-- Start ARTICLE --

What is needed to break down the barriers of these limited moral communities?  I found the answer in T. H. Green’s idea of the “conscious man”.  The man conscious of the gulf between ideal possibility and ugly reality is compelled to act.  Consciousness motivates.  And in this I found another reason to empathise with Mao.  His teacher, Yang Changji, had studied in Edinburgh where Green’s ideas were then popular.  He passed them to Mao, and thereafter the idea of consciousness became central to Mao’s thought and actions.  Influenced further by Li Dazhao, he came to believe that the main task of political leadership was to spread consciousness to the mass of the people.  He did not, however, believe that this could be achieved merely by moral exhortation: new consciousness is created by new experience.

***

To continue a little further with this “mental autobiography”, let me say a little more about what I learned from experience in society as opposed to academic experience.

 

During World War II, I was for a time a “Bevin Boy”, directed to work in the coal mines instead of the armed forces.  There I found myself involved in a system of collective incentives.  In the course of modernisation, the coal mines had moved from the old “pillar and stall” method of working, in which individual miners were paid for the coal they individually produced, to the “long wall” system in which a wide face was opened out so that the coal could be undercut by machinery.  The miners were spread out along this face, all filling coal into the same endless belt.  They shared the proceeds.  They were as committed and as self-disciplined as soldiers.  Faults in the roof ran diagonally to our coal-face.  Thus every miner knew when the mortal danger would be over his head the following day, but no miner ever shirked.  As a result of that experience, I do not start from the assumption that collective incentives cannot work.  I look at cases.

-- End ARTICLE --
-- Start MATERIAL PROVIDED --

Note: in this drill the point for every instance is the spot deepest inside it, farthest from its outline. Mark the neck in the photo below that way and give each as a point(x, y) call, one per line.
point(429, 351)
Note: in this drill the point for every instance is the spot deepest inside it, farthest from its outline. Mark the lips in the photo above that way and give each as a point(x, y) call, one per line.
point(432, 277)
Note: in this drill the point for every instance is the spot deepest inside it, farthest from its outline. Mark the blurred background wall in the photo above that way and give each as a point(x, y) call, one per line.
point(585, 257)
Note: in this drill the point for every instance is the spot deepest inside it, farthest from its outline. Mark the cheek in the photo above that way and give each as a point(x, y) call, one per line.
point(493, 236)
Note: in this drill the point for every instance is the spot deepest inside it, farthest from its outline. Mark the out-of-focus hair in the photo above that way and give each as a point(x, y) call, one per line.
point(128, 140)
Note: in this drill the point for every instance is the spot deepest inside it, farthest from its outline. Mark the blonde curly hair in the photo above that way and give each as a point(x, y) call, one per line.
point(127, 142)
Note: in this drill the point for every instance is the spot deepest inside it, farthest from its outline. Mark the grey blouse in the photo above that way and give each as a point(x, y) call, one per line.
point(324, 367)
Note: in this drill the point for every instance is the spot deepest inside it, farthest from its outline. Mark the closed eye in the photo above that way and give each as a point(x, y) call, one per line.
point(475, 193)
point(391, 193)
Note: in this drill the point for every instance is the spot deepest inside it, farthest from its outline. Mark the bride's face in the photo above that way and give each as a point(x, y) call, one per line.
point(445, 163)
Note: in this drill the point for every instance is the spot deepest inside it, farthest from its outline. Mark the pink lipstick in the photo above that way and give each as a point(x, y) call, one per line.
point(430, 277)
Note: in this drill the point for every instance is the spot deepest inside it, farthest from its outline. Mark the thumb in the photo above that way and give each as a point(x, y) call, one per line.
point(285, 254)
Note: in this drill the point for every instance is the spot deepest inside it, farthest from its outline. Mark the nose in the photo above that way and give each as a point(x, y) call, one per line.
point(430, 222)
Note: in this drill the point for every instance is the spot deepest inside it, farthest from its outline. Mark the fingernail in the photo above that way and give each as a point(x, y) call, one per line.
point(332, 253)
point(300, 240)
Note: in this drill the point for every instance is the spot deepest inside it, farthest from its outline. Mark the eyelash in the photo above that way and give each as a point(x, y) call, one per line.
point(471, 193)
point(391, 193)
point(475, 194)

-- End MATERIAL PROVIDED --
-- Start MATERIAL PROVIDED --

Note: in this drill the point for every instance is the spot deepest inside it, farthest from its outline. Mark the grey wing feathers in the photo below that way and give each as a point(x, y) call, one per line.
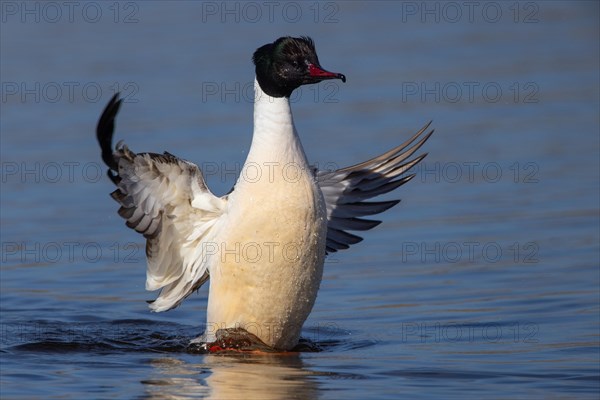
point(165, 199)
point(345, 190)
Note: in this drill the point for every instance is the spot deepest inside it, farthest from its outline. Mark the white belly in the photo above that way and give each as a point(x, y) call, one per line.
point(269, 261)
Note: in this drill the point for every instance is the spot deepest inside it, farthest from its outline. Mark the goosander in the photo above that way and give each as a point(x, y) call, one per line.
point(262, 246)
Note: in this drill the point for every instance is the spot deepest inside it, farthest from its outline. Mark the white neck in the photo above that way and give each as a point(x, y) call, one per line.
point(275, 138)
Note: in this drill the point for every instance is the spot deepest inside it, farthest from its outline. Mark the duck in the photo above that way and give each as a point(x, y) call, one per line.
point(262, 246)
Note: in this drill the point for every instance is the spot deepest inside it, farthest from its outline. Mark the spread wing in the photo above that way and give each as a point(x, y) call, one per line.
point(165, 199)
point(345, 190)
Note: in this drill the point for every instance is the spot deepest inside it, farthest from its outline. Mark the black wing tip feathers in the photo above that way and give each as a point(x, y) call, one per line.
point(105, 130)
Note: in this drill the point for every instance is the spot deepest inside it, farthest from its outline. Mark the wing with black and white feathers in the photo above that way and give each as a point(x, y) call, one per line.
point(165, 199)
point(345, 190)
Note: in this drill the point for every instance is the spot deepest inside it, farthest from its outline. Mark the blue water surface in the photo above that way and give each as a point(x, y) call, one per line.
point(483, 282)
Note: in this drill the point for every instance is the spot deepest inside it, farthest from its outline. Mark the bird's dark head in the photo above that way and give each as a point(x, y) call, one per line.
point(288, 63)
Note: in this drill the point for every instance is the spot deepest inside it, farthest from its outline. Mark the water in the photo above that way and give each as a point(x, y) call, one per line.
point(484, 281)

-- End MATERIAL PROVIDED --

*TO DO*. Can you resume the text on Mao and the coal mines, picking up right after its final sentence, "I look at cases."?

*ANSWER FOR THIS EXERCISE*.
 

Mao was accused of exaggerating the value of collective incentives.  In fact, however, his opinions on incentives are unambiguous and much the same as those of western experts; that is, that satisfactory personal incomes, mutual support among members of working groups (i.e. collective incentives), pride in one’s skill, the challenge of facing problems, and a sense of involvement in something important, all play a part in stimulating and sustaining effort.

 

Mao also detested piecework, as most good western managers do, and I agree with him.  Piecework is useless for anything more complicated than picking strawberries.  I once asked a worker in a Wuhan factory what the difference was between “material incentives” (bad) and “reasonable rewards” (good).  He replied: “material incentives means piecework”.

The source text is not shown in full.